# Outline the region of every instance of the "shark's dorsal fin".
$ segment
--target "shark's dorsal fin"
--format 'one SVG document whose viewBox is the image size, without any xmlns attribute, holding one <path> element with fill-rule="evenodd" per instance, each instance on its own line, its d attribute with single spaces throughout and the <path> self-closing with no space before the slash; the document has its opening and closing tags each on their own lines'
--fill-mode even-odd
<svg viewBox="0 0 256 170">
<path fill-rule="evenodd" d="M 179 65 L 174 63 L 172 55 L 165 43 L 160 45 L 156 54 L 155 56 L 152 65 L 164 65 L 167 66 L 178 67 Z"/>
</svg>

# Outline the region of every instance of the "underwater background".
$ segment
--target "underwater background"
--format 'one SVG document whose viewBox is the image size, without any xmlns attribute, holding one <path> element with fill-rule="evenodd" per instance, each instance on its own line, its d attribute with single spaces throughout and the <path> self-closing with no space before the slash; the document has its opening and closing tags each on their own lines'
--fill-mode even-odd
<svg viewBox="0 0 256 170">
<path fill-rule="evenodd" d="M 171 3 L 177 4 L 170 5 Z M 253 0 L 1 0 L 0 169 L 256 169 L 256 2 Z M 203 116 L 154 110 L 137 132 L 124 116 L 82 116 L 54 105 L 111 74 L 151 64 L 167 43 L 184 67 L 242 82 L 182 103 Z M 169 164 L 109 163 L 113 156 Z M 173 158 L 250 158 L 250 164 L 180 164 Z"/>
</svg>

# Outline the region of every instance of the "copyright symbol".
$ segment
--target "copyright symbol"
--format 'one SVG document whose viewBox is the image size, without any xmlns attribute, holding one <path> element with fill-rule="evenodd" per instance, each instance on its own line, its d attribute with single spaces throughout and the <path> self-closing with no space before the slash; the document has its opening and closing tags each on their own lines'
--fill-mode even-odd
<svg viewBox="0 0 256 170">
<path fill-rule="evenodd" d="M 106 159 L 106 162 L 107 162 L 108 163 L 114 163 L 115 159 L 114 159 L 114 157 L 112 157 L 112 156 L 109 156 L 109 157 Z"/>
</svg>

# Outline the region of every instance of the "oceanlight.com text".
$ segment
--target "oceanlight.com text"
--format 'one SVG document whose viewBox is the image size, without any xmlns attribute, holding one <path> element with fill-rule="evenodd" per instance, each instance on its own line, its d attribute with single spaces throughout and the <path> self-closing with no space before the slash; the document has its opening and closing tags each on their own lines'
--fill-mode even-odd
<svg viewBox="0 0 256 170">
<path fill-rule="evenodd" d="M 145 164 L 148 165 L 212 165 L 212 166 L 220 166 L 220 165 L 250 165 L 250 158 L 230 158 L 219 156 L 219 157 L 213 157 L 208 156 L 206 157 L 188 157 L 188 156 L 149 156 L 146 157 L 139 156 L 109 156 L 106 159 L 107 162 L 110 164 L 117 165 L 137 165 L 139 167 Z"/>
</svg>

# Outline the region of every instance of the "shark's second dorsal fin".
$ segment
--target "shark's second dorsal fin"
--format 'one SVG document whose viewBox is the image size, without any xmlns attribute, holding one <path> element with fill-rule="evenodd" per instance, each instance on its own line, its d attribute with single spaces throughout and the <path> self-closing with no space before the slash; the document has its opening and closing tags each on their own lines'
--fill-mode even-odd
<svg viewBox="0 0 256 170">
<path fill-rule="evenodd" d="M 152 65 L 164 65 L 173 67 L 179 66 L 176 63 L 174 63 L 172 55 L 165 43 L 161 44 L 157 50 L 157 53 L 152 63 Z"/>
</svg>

****************

STATED PROBLEM: How many lines above contain the word "region"? Give only the number.

FINAL ANSWER: 5